Montursi (Mendurse in Bari dialect, or Murgia, as the whole region is commonly called) is a frazione or section of the comune of Gioia del Colle, in the Province of Bari, Apulia, southern Italy. It has approximately 700 inhabitants.

The neighbouring settlements are Castellaneta, Laterza, Mottola (all in the Province of Taranto), Matera (in the Province of Matera) and Santeramo in Colle (in Bari).

==Location==
Montursi is located on the provincial highway between Goia del Colle and Laterza, on the slopes of the Murgia plateau, in an area of steep slopes characterised by the presence of numerous hardwood trees (European oak, Macedonian oak, downy oak) and pine woods; the chapel of Saint Joseph the Worker at Montursi is located in these woods. Since 1959 his festival has been celebrated there on 1 May.

● Activities
1 > Answer these questions from the Montursi text:
(a) About how many people live in Montursi?
(b) In which province are Castellaneta, Laterza and Mottola?
(c) On what date is the festival at the chapel celebrated?
2 > Decide whether each statement agrees with the Montursi text:
(a) Montursi is a comune in its own right.
(b) Matera lies in the Province of Bari.
(c) The chapel of Saint Joseph the Worker stands in the woods.
3 > Extend the Montursi text, starting after its last sentence.
The lines that follow come from a different source.

● Records supplied

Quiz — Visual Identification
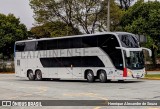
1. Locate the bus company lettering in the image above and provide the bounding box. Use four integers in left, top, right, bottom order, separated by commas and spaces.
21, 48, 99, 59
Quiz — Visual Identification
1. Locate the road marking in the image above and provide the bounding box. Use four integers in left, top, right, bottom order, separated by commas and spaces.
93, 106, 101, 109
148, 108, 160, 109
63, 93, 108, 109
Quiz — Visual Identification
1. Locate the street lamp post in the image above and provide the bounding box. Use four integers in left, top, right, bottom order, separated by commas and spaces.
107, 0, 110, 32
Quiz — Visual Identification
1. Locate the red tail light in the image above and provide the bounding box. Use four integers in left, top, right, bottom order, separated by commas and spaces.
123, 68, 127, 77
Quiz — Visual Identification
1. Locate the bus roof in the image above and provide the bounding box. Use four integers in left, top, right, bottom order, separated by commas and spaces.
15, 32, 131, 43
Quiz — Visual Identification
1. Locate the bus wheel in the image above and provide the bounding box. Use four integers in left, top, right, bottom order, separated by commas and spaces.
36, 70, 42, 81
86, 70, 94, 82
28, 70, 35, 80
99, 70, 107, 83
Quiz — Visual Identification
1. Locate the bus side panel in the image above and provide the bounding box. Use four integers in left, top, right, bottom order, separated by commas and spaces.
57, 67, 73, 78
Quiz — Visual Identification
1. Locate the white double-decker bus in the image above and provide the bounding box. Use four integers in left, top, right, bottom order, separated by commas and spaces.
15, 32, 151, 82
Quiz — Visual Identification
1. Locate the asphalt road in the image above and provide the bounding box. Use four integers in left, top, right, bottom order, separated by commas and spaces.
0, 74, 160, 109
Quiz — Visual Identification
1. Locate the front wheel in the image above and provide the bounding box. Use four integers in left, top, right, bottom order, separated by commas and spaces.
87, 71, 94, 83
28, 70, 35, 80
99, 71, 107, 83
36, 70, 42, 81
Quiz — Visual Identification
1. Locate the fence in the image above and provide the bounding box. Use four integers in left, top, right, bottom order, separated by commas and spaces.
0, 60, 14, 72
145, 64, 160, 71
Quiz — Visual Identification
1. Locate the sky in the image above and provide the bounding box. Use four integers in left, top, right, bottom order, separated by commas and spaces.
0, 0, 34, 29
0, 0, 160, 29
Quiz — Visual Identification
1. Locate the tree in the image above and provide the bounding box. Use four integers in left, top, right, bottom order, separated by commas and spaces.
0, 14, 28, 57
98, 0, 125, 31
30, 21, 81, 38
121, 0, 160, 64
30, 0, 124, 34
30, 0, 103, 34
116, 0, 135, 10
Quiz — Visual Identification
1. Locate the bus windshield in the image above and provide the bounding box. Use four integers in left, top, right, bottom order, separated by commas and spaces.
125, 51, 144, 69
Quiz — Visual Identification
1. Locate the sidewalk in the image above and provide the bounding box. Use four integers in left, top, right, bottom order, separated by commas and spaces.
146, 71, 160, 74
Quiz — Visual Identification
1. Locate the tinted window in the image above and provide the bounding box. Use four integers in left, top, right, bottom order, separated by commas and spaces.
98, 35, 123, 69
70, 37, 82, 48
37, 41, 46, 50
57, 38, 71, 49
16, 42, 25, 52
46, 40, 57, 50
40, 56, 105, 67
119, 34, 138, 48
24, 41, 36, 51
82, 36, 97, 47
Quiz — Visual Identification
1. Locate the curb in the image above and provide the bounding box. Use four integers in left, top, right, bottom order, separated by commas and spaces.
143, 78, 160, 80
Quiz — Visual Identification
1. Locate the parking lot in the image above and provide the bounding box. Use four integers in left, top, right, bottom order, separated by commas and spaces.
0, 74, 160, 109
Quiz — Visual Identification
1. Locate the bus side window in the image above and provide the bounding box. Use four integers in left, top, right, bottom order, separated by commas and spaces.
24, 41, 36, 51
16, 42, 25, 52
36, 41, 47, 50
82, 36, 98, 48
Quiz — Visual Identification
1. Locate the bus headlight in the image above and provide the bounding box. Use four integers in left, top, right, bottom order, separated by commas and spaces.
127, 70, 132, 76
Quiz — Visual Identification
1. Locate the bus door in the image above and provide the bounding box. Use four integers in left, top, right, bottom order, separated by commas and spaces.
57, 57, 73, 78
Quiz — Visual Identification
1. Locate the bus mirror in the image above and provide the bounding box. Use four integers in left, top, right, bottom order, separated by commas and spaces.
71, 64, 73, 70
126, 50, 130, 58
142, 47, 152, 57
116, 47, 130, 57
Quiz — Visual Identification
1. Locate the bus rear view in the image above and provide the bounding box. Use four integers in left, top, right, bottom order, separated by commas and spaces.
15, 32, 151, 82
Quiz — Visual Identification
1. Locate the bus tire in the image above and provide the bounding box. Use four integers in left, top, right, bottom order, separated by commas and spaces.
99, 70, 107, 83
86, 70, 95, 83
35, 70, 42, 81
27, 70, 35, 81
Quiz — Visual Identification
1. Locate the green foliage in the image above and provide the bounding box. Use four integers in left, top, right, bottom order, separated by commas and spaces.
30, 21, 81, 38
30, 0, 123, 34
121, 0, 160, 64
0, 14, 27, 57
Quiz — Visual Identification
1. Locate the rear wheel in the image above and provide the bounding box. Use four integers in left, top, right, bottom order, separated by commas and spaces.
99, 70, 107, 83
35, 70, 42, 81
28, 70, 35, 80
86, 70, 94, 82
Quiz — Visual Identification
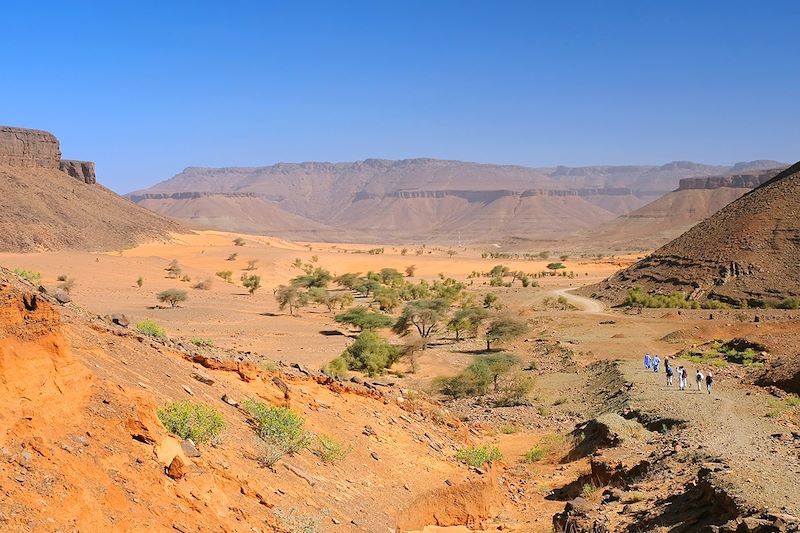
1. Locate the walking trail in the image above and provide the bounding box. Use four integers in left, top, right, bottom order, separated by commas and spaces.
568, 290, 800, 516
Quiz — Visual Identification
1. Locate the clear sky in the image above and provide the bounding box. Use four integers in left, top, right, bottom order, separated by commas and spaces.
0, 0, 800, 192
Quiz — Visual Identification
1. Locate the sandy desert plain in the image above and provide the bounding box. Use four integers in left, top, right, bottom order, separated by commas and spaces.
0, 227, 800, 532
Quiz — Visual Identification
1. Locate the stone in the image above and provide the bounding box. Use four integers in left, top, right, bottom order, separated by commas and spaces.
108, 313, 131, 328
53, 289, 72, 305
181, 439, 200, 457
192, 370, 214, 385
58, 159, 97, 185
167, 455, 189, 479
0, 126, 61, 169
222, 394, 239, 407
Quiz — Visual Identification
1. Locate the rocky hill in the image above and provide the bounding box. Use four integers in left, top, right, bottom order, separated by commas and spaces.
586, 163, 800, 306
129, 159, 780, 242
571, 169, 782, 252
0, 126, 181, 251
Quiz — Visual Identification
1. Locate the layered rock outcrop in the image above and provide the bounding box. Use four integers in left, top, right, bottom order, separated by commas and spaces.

● Results of the exercise
1 >
(a) Approximately 700.
(b) The Province of Taranto.
(c) 1 May.

2 >
(a) No: "is a frazione or section of the comune of Gioia del Colle"
(b) No: "Matera (in the Province of Matera)"
(c) Yes: "the chapel of Saint Joseph the Worker at Montursi is located in these woods"

3 >
In recent years the pine woods have been improved by the addition of a picnic area, a sports park and an exercise course. Also in the pine woods are buildings that formerly served as the local elementary school and post office, which are today used as places of assembly during the traditional festivities. There is also still an artesian well, used as a water source by farmers.

At an altitude of over 400 metres, Montursi constitutes the highest part of the comune of Gioia del Colle. The peculiarity of the location, between Alta Murgia National Park and Ravines Park, is that it represents a synthesis characteristic of the interior acidic Murgia, in which, in contrast to the typical pseudo-steppe which distinguishes the hillsides in the acidic land, which are called Toppe, from the karst topography (hollows, ravines and caves) and from wooded areas, the landscape has been affected by human activity on the part of farmers, who have made the acidic ground fertile by tilling and made the landscape hospitable by constructing the numerous farms, rural dwellings, and agricultural enterprises that have come to characterise the regional economy: Toppe di Montursi, Grottacaprara, Lamie Nuove, Murgia Faccia Rossa, Murgia FraGennaro, Purgatorio and Masseria del Porto. Emblematic of this is the pig-enclosure in the regional style (called a jazzo) in the pine wood at Grottacaprara, which is within easy reach of the evocative ravine called Gravina Del Porto.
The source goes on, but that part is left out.